▸ **Document extract**
In fact, it’s one of the hallmarks of working at GitHub, I would say, is the way that we handle communication and information. And, again, not going to say that we do it perfectly. But the fact that we do everything as much as possible transparently, and it’s done where people can discover that information, and it’s happening when conversations are happening… We try to make sure we’re really good about capturing summaries and recording them in issues where people can find them. 

So we don’t leave people hanging, let’s hear about the merge queue. 

Yes. So the mechanism, again, that we were using was a train where we would lump pull requests together into a special pull request, which served as the bundle that would then get picked up and moved through our deployment mechanism as a batch.

It was very tied with the system that did the deployments, and required somebody to watch over it very carefully. Somebody had to be the “train conductor” if you will. And you know, that was always nerve-racking. 

But all of the final build that was happening in that train, now with the merge queue is completely decoupled. The grouping of pull requests and the reviews and such can now happen outside of that main deployment mechanism. So yeah, this has been a big customer feature request for a long time. 

This is being shipped to customers but I believe it’s in limited beta now. Again, our practice is to make sure that we’re using things and proving them first, and then shipping to customers. So the merge queue was an excellent example of it coming together for us.

▸ **Information shown**
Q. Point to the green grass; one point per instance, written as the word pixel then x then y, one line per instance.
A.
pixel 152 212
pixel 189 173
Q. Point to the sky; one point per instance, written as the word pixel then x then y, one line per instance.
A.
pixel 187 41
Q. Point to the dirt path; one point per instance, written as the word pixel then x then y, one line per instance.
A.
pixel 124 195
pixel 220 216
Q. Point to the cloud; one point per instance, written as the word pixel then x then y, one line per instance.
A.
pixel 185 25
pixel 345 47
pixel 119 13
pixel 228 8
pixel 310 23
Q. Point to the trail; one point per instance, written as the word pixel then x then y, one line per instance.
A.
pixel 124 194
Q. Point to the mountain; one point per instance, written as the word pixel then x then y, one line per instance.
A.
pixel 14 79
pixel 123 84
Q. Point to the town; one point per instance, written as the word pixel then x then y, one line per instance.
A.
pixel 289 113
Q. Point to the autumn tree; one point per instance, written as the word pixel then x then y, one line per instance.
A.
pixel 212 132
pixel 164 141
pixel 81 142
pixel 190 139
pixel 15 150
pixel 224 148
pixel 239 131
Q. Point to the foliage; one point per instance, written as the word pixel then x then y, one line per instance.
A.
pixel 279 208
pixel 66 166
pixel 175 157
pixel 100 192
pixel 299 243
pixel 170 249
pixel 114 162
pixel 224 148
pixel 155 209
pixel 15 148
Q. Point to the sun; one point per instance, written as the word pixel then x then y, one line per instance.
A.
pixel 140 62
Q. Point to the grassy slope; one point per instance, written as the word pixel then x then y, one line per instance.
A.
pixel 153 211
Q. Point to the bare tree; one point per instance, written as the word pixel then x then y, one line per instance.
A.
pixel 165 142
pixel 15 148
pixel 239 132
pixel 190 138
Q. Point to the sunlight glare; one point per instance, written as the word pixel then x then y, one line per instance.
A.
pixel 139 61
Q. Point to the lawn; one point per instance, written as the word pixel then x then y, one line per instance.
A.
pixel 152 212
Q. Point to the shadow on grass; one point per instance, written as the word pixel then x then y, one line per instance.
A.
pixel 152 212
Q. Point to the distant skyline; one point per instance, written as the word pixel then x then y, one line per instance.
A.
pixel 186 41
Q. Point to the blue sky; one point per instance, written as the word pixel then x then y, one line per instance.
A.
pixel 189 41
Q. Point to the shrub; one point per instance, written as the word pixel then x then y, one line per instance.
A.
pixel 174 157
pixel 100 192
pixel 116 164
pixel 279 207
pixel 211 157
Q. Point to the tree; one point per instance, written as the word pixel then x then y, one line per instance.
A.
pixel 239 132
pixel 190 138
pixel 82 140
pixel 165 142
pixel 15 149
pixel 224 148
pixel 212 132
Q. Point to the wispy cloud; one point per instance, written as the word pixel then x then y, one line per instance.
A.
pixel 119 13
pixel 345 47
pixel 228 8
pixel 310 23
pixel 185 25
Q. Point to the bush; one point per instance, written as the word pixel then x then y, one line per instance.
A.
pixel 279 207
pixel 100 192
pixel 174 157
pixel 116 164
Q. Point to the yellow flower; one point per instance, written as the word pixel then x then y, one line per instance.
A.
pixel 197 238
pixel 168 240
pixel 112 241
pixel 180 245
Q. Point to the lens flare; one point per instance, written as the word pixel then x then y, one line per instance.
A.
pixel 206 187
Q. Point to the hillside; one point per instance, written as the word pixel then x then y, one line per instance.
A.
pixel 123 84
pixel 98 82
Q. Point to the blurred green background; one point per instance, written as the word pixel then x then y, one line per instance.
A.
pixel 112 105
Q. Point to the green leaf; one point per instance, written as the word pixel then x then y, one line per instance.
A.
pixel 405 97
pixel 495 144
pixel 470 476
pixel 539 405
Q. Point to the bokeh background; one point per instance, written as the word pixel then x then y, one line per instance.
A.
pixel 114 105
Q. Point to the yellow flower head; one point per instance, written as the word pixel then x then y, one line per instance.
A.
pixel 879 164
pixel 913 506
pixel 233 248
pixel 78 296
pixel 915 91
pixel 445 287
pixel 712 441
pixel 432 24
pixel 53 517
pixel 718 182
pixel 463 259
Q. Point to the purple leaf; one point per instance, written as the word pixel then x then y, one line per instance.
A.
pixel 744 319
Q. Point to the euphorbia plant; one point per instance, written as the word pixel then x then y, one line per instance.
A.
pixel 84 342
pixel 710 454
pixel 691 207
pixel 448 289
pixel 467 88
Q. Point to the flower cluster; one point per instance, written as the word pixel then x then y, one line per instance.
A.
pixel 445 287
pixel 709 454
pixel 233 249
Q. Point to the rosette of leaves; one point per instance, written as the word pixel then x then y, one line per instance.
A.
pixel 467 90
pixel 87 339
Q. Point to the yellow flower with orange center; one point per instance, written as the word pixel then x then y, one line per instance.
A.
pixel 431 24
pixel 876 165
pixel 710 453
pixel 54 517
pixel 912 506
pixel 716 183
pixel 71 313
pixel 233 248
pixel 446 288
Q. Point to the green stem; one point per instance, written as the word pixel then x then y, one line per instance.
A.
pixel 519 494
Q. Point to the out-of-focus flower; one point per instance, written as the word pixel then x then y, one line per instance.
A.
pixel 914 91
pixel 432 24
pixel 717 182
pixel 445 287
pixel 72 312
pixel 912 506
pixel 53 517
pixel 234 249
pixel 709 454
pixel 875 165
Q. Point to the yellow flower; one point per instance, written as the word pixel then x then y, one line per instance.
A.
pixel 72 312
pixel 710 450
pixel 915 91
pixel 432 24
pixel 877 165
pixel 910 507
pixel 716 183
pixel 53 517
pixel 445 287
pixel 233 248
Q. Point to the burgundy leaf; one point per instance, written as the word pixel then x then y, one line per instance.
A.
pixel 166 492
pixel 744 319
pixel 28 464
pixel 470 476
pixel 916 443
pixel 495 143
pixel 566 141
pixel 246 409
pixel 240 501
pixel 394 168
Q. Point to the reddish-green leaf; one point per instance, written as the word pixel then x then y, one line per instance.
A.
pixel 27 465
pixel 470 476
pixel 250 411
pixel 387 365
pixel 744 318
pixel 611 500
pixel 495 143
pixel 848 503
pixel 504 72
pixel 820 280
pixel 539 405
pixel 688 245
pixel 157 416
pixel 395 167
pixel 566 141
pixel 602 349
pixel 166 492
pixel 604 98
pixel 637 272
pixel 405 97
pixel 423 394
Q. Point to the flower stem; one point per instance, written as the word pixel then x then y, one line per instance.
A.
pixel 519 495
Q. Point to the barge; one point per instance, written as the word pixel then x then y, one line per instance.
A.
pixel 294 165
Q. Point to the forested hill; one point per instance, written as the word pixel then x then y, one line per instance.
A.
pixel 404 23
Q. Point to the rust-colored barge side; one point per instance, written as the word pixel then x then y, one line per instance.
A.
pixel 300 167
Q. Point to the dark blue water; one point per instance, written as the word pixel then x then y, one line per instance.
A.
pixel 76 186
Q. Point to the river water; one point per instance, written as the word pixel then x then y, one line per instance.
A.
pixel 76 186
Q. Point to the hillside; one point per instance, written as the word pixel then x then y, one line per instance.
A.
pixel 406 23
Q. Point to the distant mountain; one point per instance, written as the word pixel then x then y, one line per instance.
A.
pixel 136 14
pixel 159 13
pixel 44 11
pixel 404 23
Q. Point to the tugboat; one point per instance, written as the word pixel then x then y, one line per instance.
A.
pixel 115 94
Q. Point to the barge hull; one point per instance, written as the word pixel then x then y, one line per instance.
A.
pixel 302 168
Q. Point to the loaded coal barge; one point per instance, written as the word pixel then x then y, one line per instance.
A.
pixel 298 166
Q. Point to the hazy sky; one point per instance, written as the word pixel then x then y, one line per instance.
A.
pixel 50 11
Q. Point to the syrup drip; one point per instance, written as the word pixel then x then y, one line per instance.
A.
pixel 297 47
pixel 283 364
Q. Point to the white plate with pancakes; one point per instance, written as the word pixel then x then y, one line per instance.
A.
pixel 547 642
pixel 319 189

▸ **Direction**
Transcribe verbatim the portion of the GitHub merge queue discussion starting at "It was very" and ending at "together for us.".

▸ **Solution to this exercise**
It was very tied with the system that did the deployments, and required somebody to watch over it very carefully. Somebody had to be the “train conductor” if you will. And you know, that was always nerve-racking. 

But all of the final build that was happening in that train, now with the merge queue is completely decoupled. The grouping of pull requests and the reviews and such can now happen outside of that main deployment mechanism. So yeah, this has been a big customer feature request for a long time. 

This is being shipped to customers but I believe it’s in limited beta now. Again, our practice is to make sure that we’re using things and proving them first, and then shipping to customers. So the merge queue was an excellent example of it coming together for us.